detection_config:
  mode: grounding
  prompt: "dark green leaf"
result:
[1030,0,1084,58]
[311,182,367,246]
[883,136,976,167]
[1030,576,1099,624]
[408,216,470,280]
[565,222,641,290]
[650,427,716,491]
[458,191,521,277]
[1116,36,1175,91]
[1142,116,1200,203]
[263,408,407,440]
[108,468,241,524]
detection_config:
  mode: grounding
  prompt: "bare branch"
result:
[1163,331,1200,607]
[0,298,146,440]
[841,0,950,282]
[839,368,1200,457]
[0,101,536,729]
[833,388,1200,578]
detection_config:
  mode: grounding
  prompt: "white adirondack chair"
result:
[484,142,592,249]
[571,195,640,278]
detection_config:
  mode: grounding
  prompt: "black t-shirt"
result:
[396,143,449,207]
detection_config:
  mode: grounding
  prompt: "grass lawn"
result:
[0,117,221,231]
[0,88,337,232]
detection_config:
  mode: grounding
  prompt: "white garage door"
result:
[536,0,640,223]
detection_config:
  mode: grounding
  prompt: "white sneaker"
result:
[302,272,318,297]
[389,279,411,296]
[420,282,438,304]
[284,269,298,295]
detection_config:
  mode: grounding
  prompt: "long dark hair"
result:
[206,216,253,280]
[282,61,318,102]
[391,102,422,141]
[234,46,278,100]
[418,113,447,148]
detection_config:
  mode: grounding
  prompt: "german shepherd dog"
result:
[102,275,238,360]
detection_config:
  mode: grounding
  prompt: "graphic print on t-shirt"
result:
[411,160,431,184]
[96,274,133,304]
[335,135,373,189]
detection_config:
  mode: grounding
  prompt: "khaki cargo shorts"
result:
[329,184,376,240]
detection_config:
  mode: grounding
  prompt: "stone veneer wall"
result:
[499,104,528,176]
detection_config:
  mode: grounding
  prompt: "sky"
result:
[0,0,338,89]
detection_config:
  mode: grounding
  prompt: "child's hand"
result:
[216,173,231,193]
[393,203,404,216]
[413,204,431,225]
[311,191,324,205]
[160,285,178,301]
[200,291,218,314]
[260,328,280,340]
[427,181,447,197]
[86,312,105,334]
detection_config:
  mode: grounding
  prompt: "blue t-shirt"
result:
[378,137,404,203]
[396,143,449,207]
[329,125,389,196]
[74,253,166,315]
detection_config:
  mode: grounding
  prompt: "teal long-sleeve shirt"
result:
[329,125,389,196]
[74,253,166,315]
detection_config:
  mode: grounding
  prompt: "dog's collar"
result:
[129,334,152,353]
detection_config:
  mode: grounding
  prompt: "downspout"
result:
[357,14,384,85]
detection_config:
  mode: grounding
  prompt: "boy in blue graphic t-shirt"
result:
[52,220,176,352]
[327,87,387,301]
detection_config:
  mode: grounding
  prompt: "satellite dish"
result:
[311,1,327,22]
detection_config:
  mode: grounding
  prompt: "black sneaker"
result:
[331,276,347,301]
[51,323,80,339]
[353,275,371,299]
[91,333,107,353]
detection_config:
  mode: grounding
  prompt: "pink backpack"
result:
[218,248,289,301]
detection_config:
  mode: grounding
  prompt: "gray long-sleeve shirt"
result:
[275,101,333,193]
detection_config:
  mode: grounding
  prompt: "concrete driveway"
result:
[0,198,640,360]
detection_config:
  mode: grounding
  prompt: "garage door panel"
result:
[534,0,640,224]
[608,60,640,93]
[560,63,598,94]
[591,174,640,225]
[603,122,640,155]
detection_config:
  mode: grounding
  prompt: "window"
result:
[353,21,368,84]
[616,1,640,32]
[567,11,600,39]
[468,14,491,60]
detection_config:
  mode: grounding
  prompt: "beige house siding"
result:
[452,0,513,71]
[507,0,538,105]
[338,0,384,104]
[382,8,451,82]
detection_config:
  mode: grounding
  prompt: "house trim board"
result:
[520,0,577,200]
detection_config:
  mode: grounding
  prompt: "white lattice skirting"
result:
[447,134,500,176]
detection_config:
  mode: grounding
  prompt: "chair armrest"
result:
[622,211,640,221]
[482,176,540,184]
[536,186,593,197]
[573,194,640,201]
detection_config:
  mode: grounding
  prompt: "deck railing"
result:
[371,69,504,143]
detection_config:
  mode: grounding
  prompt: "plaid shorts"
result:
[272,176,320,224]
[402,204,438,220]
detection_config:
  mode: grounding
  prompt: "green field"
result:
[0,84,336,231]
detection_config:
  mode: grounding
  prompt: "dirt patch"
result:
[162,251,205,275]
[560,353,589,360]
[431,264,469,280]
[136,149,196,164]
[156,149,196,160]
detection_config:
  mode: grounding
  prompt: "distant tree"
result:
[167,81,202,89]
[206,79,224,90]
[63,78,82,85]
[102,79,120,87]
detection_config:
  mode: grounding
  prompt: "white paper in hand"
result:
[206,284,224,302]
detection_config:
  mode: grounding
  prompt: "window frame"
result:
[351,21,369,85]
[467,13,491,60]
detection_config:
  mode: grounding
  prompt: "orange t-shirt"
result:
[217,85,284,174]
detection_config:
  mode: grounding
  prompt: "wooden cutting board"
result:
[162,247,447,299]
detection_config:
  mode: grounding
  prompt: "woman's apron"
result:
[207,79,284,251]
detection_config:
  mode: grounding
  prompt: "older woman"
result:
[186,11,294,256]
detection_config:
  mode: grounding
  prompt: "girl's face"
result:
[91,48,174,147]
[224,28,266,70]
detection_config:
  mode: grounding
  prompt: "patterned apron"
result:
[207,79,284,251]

==================================================

Rewrite every row above as a two-column Markdown table, with "Line" holding the line number and "Text" holding that line. Leave out blank lines.

§ **Solution to this task**:
| Line | Text |
|---|---|
| 1 | detection_config: |
| 2 |   mode: grounding |
| 3 |   prompt: "dark green leaf" |
| 4 | result: |
| 5 | [1030,0,1084,58] |
| 6 | [311,182,367,246] |
| 7 | [883,136,976,167] |
| 8 | [1030,576,1099,624] |
| 9 | [408,216,470,280] |
| 10 | [565,222,641,290] |
| 11 | [650,427,716,491] |
| 12 | [458,191,521,277] |
| 13 | [1116,36,1175,91] |
| 14 | [1142,116,1200,203] |
| 15 | [263,408,407,440] |
| 16 | [108,468,241,524] |
| 17 | detection_config: |
| 18 |   mode: grounding |
| 19 |   prompt: "bare branch" |
| 20 | result: |
| 21 | [1163,331,1200,607] |
| 22 | [0,298,146,440] |
| 23 | [841,0,950,282] |
| 24 | [839,368,1200,457] |
| 25 | [0,101,536,729] |
| 26 | [833,388,1200,578] |
| 27 | detection_config: |
| 28 |   mode: grounding |
| 29 |   prompt: "white adirondack chair" |
| 30 | result: |
| 31 | [484,142,592,249] |
| 32 | [571,195,640,278] |
| 33 | detection_config: |
| 34 |   mode: grounding |
| 35 |   prompt: "black t-shirt" |
| 36 | result: |
| 37 | [396,143,449,207] |
| 38 | detection_config: |
| 39 |   mode: grounding |
| 40 |   prompt: "grass lawn" |
| 41 | result: |
| 42 | [0,117,221,231] |
| 43 | [0,88,337,232] |
| 44 | detection_config: |
| 45 |   mode: grounding |
| 46 |   prompt: "white garage door" |
| 47 | result: |
| 48 | [536,0,640,223] |
| 49 | detection_config: |
| 50 |   mode: grounding |
| 51 |   prompt: "white sneaker" |
| 52 | result: |
| 53 | [302,272,318,297] |
| 54 | [389,279,411,296] |
| 55 | [420,282,438,304] |
| 56 | [284,269,298,295] |
| 57 | detection_config: |
| 58 |   mode: grounding |
| 59 |   prompt: "long dark hair" |
| 60 | result: |
| 61 | [206,216,253,280] |
| 62 | [282,61,318,102] |
| 63 | [391,102,422,141] |
| 64 | [234,46,278,100] |
| 65 | [418,113,447,148] |
| 66 | detection_config: |
| 67 |   mode: grounding |
| 68 |   prompt: "german shepherd dog" |
| 69 | result: |
| 70 | [102,275,238,360] |
| 71 | detection_config: |
| 72 |   mode: grounding |
| 73 |   prompt: "graphic print on t-shirt" |
| 74 | result: |
| 75 | [411,160,431,184] |
| 76 | [96,274,133,304] |
| 77 | [335,135,373,189] |
| 78 | detection_config: |
| 79 |   mode: grounding |
| 80 |   prompt: "khaki cargo shorts" |
| 81 | result: |
| 82 | [329,184,376,240] |
| 83 | detection_config: |
| 84 |   mode: grounding |
| 85 |   prompt: "stone veneer wall" |
| 86 | result: |
| 87 | [499,104,528,176] |
| 88 | detection_config: |
| 89 |   mode: grounding |
| 90 |   prompt: "sky" |
| 91 | result: |
| 92 | [0,0,338,89] |
| 93 | detection_config: |
| 94 |   mode: grounding |
| 95 |   prompt: "child's hand" |
| 96 | result: |
| 97 | [216,173,231,193] |
| 98 | [393,203,404,216] |
| 99 | [413,204,431,225] |
| 100 | [311,191,324,205] |
| 101 | [160,285,178,301] |
| 102 | [200,291,218,314] |
| 103 | [260,328,280,340] |
| 104 | [427,181,447,197] |
| 105 | [86,312,105,334] |
| 106 | detection_config: |
| 107 |   mode: grounding |
| 108 |   prompt: "blue t-shirt" |
| 109 | result: |
| 110 | [378,137,404,203] |
| 111 | [396,143,449,207] |
| 112 | [329,125,389,196] |
| 113 | [74,253,166,315] |
| 114 | detection_config: |
| 115 |   mode: grounding |
| 116 |   prompt: "teal long-sleeve shirt" |
| 117 | result: |
| 118 | [329,125,389,196] |
| 119 | [74,253,166,315] |
| 120 | detection_config: |
| 121 |   mode: grounding |
| 122 |   prompt: "dog's collar" |
| 123 | result: |
| 124 | [129,334,152,353] |
| 125 | detection_config: |
| 126 |   mode: grounding |
| 127 |   prompt: "downspout" |
| 128 | result: |
| 129 | [357,14,384,85] |
| 130 | detection_config: |
| 131 |   mode: grounding |
| 132 |   prompt: "boy in blue graphic t-shirt" |
| 133 | result: |
| 134 | [52,220,176,352] |
| 135 | [327,87,387,301] |
| 136 | detection_config: |
| 137 |   mode: grounding |
| 138 |   prompt: "satellite dish" |
| 139 | result: |
| 140 | [311,1,327,22] |
| 141 | detection_config: |
| 142 |   mode: grounding |
| 143 |   prompt: "black sneaker" |
| 144 | result: |
| 145 | [331,276,347,301] |
| 146 | [51,323,80,339] |
| 147 | [353,275,371,299] |
| 148 | [91,333,107,353] |
| 149 | detection_config: |
| 150 |   mode: grounding |
| 151 |   prompt: "pink backpack" |
| 152 | result: |
| 153 | [218,248,289,301] |
| 154 | detection_config: |
| 155 |   mode: grounding |
| 156 |   prompt: "gray long-sleeve shirt" |
| 157 | result: |
| 158 | [275,101,333,193] |
| 159 | detection_config: |
| 160 |   mode: grounding |
| 161 |   prompt: "concrete driveway" |
| 162 | result: |
| 163 | [0,198,640,360] |
| 164 | detection_config: |
| 165 |   mode: grounding |
| 166 |   prompt: "garage door panel" |
| 167 | result: |
| 168 | [534,0,640,224] |
| 169 | [608,60,640,93] |
| 170 | [560,63,598,94] |
| 171 | [591,174,640,225] |
| 172 | [603,122,640,155] |
| 173 | detection_config: |
| 174 |   mode: grounding |
| 175 |   prompt: "window" |
| 176 | result: |
| 177 | [353,21,368,84] |
| 178 | [616,1,640,32] |
| 179 | [567,11,600,39] |
| 180 | [468,14,491,60] |
| 181 | detection_config: |
| 182 |   mode: grounding |
| 183 |   prompt: "beige house siding" |
| 184 | result: |
| 185 | [452,0,513,71] |
| 186 | [507,0,538,105] |
| 187 | [338,0,384,104] |
| 188 | [382,8,451,82] |
| 189 | detection_config: |
| 190 |   mode: grounding |
| 191 |   prompt: "house trim board" |
| 192 | result: |
| 193 | [520,0,577,200] |
| 194 | detection_config: |
| 195 |   mode: grounding |
| 196 |   prompt: "white lattice skirting" |
| 197 | result: |
| 198 | [447,134,500,176] |
| 199 | detection_config: |
| 200 |   mode: grounding |
| 201 |   prompt: "chair armrest" |
| 202 | result: |
| 203 | [622,211,640,221] |
| 204 | [482,176,540,184] |
| 205 | [536,186,593,197] |
| 206 | [573,194,640,201] |
| 207 | detection_config: |
| 208 |   mode: grounding |
| 209 |   prompt: "deck railing" |
| 210 | result: |
| 211 | [371,69,504,143] |
| 212 | detection_config: |
| 213 |   mode: grounding |
| 214 |   prompt: "plaid shorts" |
| 215 | result: |
| 216 | [272,176,320,224] |
| 217 | [402,204,438,220] |
| 218 | detection_config: |
| 219 |   mode: grounding |
| 220 |   prompt: "green field" |
| 221 | result: |
| 222 | [0,84,336,231] |
| 223 | detection_config: |
| 224 |   mode: grounding |
| 225 |   prompt: "dirt patch" |
| 226 | result: |
| 227 | [162,251,205,275] |
| 228 | [560,353,589,360] |
| 229 | [431,264,469,280] |
| 230 | [136,149,196,164] |
| 231 | [156,149,196,160] |
| 232 | detection_config: |
| 233 |   mode: grounding |
| 234 |   prompt: "distant tree" |
| 235 | result: |
| 236 | [167,81,202,89] |
| 237 | [206,79,224,90] |
| 238 | [63,78,82,85] |
| 239 | [102,79,120,87] |
| 240 | detection_config: |
| 241 |   mode: grounding |
| 242 |   prompt: "white paper in hand" |
| 243 | result: |
| 244 | [206,284,224,302] |
| 245 | detection_config: |
| 246 |   mode: grounding |
| 247 |   prompt: "window frame" |
| 248 | result: |
| 249 | [351,21,369,85] |
| 250 | [467,13,491,60] |
| 251 | detection_config: |
| 252 |   mode: grounding |
| 253 |   prompt: "orange t-shirt" |
| 254 | result: |
| 255 | [217,85,284,174] |
| 256 | detection_config: |
| 257 |   mode: grounding |
| 258 |   prompt: "wooden cutting board" |
| 259 | result: |
| 260 | [162,247,447,299] |
| 261 | detection_config: |
| 262 |   mode: grounding |
| 263 |   prompt: "woman's apron" |
| 264 | result: |
| 265 | [207,79,284,251] |
| 266 | detection_config: |
| 267 |   mode: grounding |
| 268 |   prompt: "older woman" |
| 269 | result: |
| 270 | [186,11,294,256] |
| 271 | detection_config: |
| 272 |   mode: grounding |
| 273 |   prompt: "girl's face" |
| 274 | result: |
| 275 | [91,48,174,147] |
| 276 | [224,28,266,70] |
| 277 | detection_config: |
| 278 |   mode: grounding |
| 279 |   prompt: "patterned apron" |
| 280 | result: |
| 281 | [207,79,284,251] |